■ TEXT SEGMENT ■
———

Friday, September 12, 2008

Burn After Reading (***)

BURN AFTER READING
Produced, Written, and Directed by Joel Coen and Ethan Coen



***

Less than eight months ago, the Coen brothers were being hailed as cinematic geniuses while they're harrowing film No Country For Old Men won four Academy Awards, including those for Best Picture and Best Director(s). So, how do you follow that up? Well, the last time they produced a masterpiece--Fargo--they followed it up two years later with the hilarious cult classic The Big Lebowski. So, what do those pesky Coens have up their sleeves this time? How about a zany comedy with more plot lines than a Victorian romance novel, and more brain-dead characters than the audience at the last screening of Disaster Movie?

The plot (if you want to call it that) starts with Osbourne Cox (John Malkovich), a CIA man who is fired after being deciphered as an alcoholic. Cox is rather unpleasant sort of fellow, and is married to the equally unpleasant Katie (Tilda Swinton), a pediatrition who sometimes feels the need to strong-arm her young patients. Katie is having an affair with Harry Pfarrer (George Clooney), an officer for the Treasury (though we never see him actually working), who is also married himself to a successful author of children's books.

The last three pieces of the puzzle are two gym employees: one a middle-aged woman who is desperate to take part in several plastic surgery procedures, named Linda Litzke (Frances McDormand) and Chad Feldheimer (Brad Pitt), a spunky trainer who acts like a four-year old, but is good friends with Linda. Chad is like the last person you'd want to meet at a gym, because he'll give you useless information about the best energy bar or the best music to listen to during cycling class. They work at Hardbodies Gym, a modest business run by the sincere Ted (Richard Jenkins), who secretly loves Linda.

When Linda and Chad find a disk lying around the woman's locker room, they believe that inside it holds secret, important CIA information. They hope that the true owner of the disk, Cox, will give them a reward. Linda could use the cash to pay for her plastic surgery, and Chad could use it for whatever it is that Chad does. Among others, there are sub-plots involving: a) Harry and Linda meeting via an online dating service; b) Katie and Harry's attempts at divorce from their significant others (which has more relevancy than is initially percieved); and c) Harry's invention of an unorthodox sex toy, which he has built in his basement.

———

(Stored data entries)

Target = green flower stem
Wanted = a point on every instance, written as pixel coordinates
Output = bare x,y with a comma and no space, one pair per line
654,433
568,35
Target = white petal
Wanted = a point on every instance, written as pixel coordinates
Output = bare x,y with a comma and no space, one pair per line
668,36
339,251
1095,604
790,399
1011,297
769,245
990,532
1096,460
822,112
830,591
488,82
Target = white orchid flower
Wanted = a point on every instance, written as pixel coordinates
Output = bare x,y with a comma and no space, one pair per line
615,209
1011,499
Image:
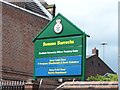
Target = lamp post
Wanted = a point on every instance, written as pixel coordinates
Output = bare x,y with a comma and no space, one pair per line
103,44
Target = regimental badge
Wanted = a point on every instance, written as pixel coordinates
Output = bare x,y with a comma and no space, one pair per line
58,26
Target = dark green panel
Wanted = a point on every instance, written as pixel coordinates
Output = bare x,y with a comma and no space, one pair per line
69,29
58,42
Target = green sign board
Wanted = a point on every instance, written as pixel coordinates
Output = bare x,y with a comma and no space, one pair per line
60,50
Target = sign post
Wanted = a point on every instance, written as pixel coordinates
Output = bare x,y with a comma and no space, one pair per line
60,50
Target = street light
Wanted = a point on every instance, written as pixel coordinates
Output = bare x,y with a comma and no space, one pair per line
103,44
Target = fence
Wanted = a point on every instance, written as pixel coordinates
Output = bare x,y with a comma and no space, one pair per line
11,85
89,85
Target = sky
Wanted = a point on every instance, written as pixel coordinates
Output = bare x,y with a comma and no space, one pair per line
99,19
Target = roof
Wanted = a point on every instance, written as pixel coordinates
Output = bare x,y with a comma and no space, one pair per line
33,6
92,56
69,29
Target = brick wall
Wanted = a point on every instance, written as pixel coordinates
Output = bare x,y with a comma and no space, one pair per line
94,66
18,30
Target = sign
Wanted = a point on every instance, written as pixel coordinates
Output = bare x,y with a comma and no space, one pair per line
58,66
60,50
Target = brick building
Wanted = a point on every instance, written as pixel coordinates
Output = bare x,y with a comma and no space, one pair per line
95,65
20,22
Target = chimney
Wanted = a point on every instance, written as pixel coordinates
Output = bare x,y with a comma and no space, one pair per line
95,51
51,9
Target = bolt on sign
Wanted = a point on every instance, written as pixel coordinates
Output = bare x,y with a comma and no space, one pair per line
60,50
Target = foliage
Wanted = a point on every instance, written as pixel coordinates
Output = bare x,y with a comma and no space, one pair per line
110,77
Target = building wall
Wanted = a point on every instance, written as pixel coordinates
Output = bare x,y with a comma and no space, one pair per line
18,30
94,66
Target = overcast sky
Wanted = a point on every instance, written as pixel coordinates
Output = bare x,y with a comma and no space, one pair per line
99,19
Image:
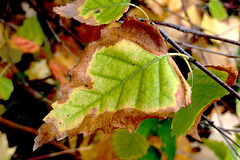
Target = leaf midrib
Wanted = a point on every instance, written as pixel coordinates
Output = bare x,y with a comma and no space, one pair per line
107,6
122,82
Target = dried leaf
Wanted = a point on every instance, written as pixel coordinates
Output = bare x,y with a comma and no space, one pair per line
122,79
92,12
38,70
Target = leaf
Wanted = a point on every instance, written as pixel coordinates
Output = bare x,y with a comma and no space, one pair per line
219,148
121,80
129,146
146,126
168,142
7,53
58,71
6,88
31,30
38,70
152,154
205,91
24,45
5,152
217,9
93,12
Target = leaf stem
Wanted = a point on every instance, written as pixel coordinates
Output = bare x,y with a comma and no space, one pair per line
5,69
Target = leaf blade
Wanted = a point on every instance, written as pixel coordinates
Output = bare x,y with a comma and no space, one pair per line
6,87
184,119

———

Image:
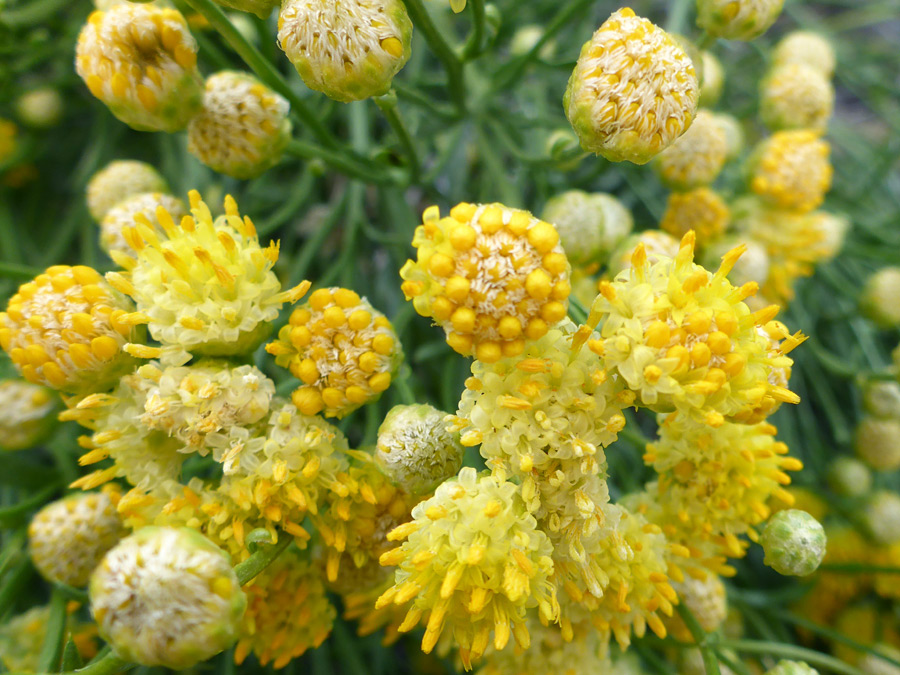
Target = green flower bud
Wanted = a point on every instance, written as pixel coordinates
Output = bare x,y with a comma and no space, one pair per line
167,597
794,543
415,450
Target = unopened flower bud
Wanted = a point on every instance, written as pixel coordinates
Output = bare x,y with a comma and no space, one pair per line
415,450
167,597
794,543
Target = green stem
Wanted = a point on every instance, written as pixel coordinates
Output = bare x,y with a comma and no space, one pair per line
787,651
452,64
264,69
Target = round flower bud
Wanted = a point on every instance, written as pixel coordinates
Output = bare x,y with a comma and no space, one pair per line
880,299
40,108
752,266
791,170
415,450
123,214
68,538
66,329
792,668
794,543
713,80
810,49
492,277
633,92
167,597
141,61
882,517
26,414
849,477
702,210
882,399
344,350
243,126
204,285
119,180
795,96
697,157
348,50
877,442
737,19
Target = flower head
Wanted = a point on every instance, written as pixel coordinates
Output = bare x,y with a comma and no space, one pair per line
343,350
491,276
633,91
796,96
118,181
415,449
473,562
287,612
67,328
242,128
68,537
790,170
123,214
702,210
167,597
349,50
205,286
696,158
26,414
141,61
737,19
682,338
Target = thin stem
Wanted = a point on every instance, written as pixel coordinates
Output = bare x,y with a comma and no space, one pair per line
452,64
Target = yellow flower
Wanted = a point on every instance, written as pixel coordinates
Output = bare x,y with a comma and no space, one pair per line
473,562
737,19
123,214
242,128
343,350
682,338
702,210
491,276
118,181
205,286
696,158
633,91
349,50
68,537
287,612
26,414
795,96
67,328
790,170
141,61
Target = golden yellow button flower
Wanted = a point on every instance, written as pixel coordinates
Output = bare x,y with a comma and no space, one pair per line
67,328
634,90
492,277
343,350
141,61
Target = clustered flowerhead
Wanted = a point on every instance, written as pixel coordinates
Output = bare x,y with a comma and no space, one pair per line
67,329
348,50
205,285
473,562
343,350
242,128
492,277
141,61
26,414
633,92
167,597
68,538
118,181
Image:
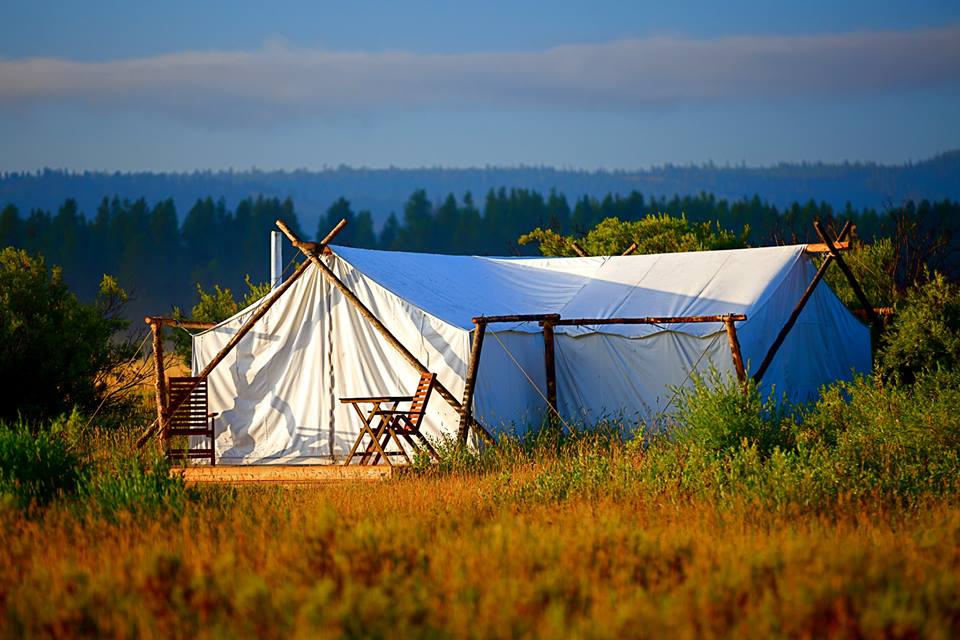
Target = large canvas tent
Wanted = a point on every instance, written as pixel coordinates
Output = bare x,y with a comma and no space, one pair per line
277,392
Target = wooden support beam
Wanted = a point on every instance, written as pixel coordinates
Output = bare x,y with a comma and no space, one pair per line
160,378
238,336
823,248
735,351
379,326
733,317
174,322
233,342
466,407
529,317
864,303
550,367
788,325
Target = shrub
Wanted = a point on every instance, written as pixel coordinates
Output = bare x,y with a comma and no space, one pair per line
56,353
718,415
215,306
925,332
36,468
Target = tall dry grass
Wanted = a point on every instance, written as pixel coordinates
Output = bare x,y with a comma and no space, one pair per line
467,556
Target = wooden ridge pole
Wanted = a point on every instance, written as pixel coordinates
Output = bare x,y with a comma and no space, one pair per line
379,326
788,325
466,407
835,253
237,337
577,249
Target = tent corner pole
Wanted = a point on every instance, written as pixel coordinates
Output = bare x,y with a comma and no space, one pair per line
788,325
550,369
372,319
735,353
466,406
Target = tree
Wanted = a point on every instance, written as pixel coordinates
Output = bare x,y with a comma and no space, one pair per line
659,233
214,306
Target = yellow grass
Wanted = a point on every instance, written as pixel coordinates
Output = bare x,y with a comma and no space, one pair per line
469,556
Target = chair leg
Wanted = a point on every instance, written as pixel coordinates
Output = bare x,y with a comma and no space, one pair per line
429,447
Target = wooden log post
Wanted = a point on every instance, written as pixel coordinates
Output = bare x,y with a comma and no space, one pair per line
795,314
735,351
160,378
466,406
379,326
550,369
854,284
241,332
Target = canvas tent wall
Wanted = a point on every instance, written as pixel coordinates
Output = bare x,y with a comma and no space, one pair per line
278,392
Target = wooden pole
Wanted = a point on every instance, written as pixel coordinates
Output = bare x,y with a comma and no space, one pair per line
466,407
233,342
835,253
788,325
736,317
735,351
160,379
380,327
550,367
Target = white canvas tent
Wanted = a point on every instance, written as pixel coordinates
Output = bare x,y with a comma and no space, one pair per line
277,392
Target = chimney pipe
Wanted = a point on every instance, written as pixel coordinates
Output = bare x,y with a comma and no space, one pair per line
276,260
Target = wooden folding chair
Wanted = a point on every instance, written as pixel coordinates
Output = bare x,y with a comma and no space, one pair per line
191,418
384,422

———

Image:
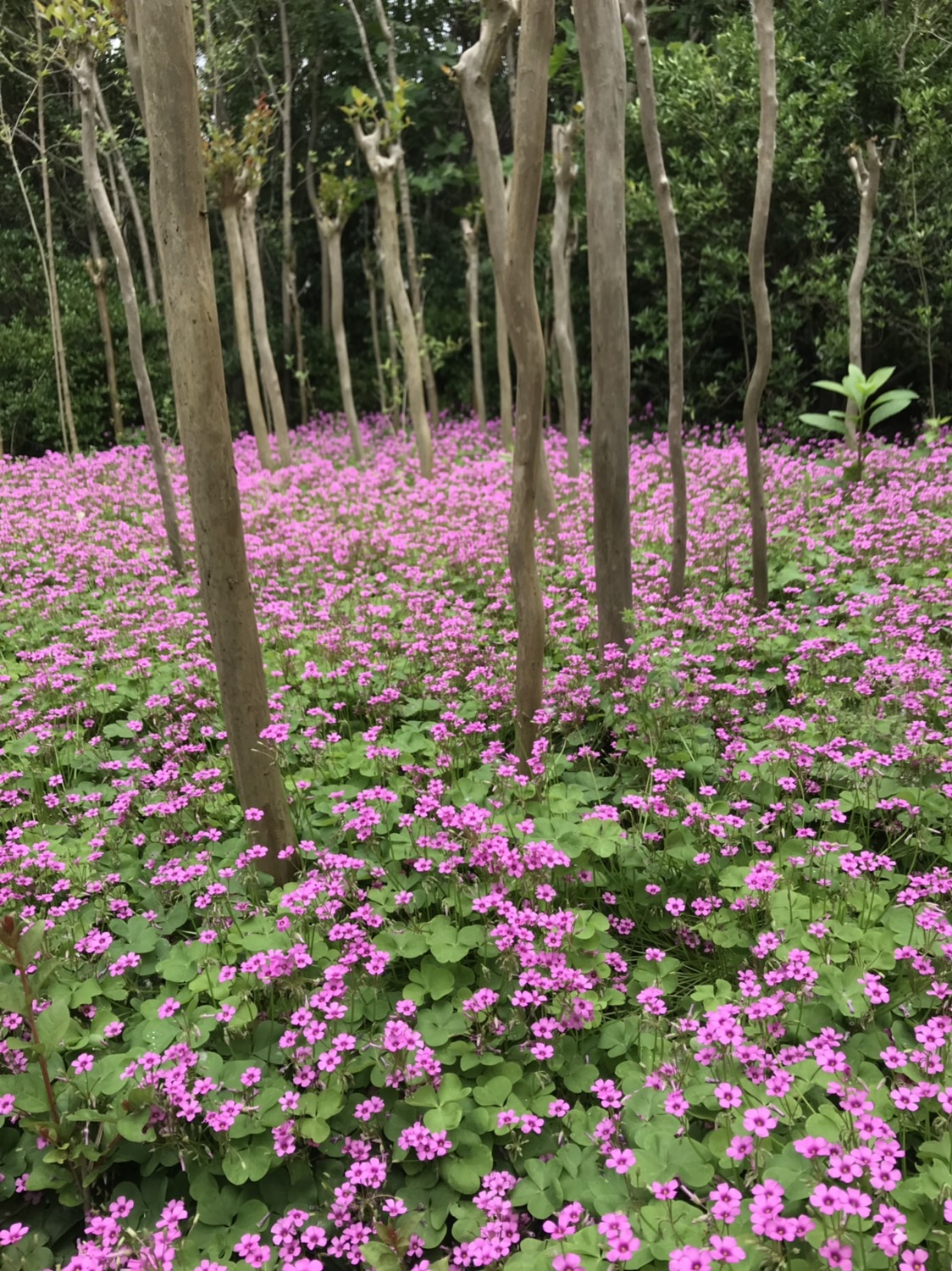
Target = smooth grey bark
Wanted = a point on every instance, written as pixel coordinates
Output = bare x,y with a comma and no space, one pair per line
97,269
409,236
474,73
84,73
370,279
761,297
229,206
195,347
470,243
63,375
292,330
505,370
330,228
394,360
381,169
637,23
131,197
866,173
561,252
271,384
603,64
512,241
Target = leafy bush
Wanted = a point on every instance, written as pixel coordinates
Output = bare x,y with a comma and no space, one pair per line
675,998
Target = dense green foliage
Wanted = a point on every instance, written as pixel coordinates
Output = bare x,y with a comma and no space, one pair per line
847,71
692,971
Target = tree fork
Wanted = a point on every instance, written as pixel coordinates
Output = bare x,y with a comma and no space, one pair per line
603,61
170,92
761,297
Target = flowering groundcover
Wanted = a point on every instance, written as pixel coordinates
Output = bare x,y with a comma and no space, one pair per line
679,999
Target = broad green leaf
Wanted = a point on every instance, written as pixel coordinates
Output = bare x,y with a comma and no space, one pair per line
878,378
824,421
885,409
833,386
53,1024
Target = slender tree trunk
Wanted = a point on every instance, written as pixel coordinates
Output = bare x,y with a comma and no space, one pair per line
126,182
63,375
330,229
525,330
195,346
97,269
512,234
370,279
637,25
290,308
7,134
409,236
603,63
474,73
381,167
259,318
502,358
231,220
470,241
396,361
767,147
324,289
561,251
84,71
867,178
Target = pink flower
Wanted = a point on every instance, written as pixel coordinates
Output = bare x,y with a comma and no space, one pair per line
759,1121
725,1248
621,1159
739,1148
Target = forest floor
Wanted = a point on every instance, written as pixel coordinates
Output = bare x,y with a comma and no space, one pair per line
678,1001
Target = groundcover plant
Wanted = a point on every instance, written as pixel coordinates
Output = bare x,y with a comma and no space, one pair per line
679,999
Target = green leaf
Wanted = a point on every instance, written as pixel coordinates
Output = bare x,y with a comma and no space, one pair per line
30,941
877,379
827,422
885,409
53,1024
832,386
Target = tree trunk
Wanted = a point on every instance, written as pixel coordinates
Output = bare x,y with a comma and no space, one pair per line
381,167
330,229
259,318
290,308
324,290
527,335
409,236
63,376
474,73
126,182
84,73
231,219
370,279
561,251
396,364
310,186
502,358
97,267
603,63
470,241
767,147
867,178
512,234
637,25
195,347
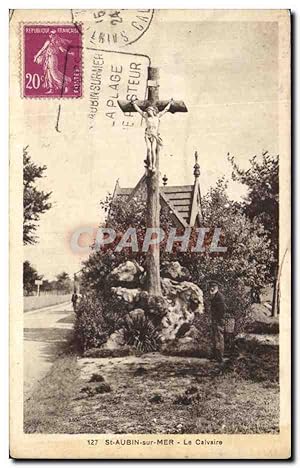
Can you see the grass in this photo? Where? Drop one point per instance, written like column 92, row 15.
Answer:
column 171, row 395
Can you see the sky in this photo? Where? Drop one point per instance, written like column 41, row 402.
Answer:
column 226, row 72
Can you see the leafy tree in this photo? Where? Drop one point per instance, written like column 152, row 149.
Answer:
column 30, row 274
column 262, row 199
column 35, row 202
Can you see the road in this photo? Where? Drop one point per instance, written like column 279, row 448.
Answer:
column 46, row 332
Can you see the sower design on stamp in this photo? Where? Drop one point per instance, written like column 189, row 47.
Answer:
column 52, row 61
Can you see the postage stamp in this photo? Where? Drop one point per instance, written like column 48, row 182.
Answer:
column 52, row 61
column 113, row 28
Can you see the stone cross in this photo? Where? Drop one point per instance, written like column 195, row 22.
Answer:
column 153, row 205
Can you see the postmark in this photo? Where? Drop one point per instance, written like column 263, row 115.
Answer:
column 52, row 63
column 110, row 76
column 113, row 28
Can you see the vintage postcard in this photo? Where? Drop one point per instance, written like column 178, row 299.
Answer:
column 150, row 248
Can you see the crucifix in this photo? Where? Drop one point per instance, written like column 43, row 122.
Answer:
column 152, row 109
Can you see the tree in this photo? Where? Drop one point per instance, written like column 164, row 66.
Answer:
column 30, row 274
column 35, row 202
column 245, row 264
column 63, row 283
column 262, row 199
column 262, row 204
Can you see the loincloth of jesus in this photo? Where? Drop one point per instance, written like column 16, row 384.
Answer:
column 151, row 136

———

■ YOUR INSTRUCTIONS ■
Name every actor the film review above identifies in parentheses after a character's name.

■ EXERCISE OUTPUT ■
John Malkovich, Tilda Swinton, George Clooney, Frances McDormand, Brad Pitt, Richard Jenkins